Reducing the duty cycle makes synchronous operation difficult, makes carrier phase tracking difficult, and degrades the noise performance. Adding processors is easy with the transputer.. they simply bolt together with no additional hardware or software, but the lower end of the market, this may not be economic. For high performance military systems, this would be the approach to take.
The clever tricks approach seems to be most appropriate. The most productive of these is to avoid having to perform the high-speed signal processing separately for each satellite, but to do it once for them all.
There are two approaches to this. One is to square the incoming signal. This automatically multiplies the code and signal by themselves, resulting in a term that is signal squared, with the code removed. However this removes all code timing information, and tracking must be done from the the carrier phase. Such systems are very hard to initialise, and could not use the hard limited approach, as squaring a hard limited signal has no meaningful effect.
The second approach is to use a composite code method, where a synthetic code is created that is the best approximation to all four or five codes required on a per bit basis. Initially this code is created with no offset between the codes, and is run through the sample stream to find all the satellites. Knowing their offsets, a new composite code is created so that the codes are correctly offset, and a single pass over the data will pull out the signal for all four satellites. Thus the same 36 percent of the CPU time will do the work for all the satellites, and the same acquisition effort likewise.

→ **Objective a**:
In the passage on satellite signal processing, what timing information does squaring the incoming signal remove?

→ **Provided records**:
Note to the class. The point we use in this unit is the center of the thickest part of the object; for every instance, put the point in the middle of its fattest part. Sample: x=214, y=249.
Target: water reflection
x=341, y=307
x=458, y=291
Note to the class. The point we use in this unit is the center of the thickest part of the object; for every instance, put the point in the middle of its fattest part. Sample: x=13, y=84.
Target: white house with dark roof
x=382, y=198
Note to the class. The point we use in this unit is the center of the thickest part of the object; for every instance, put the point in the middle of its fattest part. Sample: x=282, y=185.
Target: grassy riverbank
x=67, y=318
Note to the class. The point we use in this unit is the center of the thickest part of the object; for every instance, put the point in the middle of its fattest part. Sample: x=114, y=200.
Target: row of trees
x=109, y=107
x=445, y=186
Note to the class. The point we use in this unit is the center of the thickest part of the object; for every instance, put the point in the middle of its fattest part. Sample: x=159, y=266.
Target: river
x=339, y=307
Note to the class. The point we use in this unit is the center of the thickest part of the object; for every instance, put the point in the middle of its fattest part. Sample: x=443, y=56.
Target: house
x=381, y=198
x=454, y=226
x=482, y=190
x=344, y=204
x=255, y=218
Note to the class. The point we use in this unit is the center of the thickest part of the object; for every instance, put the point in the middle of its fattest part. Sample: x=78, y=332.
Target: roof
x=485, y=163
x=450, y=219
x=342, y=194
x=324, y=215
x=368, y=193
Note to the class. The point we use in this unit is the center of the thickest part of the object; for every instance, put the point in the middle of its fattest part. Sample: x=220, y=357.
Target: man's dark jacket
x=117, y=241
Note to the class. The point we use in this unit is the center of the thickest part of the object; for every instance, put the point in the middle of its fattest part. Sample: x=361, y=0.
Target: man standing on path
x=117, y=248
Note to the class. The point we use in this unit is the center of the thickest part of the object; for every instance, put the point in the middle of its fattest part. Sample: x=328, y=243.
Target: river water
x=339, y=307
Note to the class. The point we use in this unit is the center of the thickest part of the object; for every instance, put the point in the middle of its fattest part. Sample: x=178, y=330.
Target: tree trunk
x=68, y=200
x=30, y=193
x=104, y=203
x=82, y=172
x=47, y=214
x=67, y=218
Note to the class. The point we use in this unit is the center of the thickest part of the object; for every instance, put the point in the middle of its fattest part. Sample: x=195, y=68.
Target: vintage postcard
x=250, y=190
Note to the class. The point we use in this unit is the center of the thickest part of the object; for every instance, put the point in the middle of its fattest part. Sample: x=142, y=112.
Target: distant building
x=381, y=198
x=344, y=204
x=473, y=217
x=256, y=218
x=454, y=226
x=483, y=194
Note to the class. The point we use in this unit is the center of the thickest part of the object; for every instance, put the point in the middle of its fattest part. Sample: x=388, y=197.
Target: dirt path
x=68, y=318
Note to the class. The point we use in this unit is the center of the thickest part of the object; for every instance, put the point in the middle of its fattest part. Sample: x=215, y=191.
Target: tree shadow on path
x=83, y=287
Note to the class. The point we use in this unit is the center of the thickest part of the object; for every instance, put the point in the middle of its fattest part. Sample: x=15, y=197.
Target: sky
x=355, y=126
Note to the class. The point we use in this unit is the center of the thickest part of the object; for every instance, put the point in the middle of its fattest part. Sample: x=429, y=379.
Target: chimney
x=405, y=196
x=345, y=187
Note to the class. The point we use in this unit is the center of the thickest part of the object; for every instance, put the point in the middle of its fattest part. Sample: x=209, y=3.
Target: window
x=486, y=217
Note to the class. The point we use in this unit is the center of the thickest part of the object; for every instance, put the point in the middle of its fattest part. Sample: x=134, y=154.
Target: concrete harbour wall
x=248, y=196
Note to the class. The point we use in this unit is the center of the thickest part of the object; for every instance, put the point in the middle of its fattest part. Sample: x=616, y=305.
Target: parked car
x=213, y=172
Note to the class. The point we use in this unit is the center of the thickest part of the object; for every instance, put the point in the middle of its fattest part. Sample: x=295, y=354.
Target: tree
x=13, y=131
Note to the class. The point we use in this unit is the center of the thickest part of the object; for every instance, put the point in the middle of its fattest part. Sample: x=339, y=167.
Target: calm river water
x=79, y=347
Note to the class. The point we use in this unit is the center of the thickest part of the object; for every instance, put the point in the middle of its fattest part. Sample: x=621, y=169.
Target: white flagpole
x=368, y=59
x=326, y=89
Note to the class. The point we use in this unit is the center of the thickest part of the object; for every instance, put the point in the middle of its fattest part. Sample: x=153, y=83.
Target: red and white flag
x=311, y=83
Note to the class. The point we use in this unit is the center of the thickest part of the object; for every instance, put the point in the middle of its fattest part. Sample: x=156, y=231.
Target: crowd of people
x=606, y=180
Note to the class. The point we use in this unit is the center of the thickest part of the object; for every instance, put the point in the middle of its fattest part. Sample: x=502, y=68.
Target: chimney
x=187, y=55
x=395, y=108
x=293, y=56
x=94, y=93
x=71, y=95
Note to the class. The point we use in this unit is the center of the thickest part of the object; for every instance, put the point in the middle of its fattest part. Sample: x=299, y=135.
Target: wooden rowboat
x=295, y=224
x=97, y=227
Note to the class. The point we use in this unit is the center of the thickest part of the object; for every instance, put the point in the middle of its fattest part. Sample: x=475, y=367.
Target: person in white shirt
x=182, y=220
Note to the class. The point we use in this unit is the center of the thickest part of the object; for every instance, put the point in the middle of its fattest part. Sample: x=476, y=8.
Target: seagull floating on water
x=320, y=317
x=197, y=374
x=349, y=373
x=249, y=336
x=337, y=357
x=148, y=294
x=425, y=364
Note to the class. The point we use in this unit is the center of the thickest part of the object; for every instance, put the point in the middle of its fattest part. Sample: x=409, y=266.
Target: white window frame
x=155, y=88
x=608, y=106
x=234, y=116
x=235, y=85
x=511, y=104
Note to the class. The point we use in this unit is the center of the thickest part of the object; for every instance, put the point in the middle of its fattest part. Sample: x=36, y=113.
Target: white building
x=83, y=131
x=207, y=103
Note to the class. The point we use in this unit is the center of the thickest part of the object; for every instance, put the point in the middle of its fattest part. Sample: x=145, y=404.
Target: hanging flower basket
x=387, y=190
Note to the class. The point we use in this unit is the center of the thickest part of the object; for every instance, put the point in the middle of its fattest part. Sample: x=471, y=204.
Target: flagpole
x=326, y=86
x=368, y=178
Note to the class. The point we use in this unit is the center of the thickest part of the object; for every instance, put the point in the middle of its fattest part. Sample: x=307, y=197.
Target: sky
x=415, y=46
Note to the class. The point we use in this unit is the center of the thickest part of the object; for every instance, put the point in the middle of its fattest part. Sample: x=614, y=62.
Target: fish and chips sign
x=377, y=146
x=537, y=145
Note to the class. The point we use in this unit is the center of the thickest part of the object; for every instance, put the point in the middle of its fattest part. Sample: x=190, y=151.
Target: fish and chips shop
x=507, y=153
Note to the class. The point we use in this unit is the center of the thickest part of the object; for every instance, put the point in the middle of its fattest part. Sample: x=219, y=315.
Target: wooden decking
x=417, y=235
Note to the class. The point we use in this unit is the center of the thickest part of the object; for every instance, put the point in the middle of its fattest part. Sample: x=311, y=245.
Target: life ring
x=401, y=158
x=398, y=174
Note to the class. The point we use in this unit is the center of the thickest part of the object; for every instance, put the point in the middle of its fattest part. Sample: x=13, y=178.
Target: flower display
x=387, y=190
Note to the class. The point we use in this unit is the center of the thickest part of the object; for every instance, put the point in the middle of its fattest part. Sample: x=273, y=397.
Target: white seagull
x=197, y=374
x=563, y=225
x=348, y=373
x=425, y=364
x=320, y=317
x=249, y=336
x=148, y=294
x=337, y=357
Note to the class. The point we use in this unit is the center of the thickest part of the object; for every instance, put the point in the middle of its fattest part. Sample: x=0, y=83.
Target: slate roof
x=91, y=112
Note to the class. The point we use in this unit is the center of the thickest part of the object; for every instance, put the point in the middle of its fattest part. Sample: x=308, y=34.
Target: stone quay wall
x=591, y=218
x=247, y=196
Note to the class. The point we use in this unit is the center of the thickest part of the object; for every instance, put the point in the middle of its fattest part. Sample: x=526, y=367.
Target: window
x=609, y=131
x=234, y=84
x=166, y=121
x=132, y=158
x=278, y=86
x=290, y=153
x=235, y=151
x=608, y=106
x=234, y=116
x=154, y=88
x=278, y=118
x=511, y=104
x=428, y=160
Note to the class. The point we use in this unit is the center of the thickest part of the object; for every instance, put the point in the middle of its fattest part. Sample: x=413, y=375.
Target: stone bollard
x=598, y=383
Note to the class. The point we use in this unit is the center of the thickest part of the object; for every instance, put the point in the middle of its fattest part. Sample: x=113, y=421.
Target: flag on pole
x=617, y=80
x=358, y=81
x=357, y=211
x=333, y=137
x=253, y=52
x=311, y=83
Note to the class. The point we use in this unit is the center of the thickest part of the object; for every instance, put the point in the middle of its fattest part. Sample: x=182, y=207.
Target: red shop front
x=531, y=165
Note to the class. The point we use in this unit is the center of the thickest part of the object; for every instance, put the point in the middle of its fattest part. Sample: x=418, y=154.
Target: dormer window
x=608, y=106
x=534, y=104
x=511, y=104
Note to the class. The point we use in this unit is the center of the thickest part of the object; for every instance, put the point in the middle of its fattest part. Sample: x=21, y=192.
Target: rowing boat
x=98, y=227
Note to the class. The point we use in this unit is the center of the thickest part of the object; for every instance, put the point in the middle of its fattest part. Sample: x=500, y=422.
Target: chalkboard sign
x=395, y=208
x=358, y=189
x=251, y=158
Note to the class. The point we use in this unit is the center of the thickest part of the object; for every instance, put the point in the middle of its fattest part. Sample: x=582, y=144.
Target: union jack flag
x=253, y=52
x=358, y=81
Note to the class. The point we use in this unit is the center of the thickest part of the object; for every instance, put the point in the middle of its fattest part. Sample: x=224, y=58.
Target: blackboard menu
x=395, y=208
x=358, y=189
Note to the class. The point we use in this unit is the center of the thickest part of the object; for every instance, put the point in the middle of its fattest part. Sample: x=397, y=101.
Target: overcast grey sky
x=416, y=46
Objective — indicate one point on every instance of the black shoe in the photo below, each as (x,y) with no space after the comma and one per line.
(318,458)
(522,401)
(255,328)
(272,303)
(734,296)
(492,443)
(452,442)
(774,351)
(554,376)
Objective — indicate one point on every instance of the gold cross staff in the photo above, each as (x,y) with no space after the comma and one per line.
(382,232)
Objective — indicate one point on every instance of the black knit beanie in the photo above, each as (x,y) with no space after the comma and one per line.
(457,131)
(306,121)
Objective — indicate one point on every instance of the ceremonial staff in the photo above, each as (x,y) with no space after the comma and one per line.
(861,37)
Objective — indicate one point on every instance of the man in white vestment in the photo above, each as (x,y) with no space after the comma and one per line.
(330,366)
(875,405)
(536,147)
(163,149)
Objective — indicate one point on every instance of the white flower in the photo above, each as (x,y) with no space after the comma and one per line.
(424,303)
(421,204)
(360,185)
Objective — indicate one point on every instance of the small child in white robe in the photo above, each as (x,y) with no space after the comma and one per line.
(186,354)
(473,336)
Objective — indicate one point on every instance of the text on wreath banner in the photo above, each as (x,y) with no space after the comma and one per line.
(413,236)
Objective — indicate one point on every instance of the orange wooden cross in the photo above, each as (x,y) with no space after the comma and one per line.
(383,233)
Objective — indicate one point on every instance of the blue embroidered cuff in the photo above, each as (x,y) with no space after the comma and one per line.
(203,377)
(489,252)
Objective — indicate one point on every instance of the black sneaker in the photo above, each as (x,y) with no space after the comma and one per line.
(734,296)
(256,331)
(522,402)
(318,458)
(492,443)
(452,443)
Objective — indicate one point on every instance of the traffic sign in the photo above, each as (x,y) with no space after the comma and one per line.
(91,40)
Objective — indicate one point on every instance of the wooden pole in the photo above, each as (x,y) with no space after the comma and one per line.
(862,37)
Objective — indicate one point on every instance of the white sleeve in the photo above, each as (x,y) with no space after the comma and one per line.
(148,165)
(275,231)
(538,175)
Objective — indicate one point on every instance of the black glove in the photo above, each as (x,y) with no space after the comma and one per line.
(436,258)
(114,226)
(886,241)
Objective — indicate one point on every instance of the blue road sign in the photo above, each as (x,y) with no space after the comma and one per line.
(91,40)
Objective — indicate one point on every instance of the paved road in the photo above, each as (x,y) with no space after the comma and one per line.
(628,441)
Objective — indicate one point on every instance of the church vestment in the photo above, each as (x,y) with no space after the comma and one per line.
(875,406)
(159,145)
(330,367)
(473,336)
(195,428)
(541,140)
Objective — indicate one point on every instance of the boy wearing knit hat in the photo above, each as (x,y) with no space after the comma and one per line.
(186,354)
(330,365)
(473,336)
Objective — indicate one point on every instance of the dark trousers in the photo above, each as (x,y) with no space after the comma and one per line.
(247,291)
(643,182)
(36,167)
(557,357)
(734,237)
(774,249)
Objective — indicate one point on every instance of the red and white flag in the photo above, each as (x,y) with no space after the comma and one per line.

→ **Objective b**:
Reproduce verbatim the lines of the listing, starting at the line that contains "Sample: x=388, y=197." and stopping after the line that contains "x=486, y=217", with both of those lines included.

→ **Full response a**:
All code timing information.

→ **Full response b**:
Note to the class. The point we use in this unit is the center of the thickest part of the object; for every instance, put the point in the middle of its fattest part. Sample: x=388, y=197.
Target: dirt path
x=68, y=318
Note to the class. The point we use in this unit is the center of the thickest part of the object; for every instance, put the point in the middle of its fattest part. Sample: x=215, y=191.
Target: tree shadow on path
x=83, y=287
Note to the class. The point we use in this unit is the center of the thickest part of the object; for every instance, put the point in the middle of its fattest part. Sample: x=15, y=197.
Target: sky
x=355, y=126
Note to the class. The point we use in this unit is the center of the thickest part of the object; for every instance, put the point in the middle of its fattest part. Sample: x=429, y=379.
Target: chimney
x=405, y=196
x=345, y=187
Note to the class. The point we use in this unit is the center of the thickest part of the object; for every instance, put the point in the middle of its fattest part. Sample: x=209, y=3.
Target: window
x=486, y=217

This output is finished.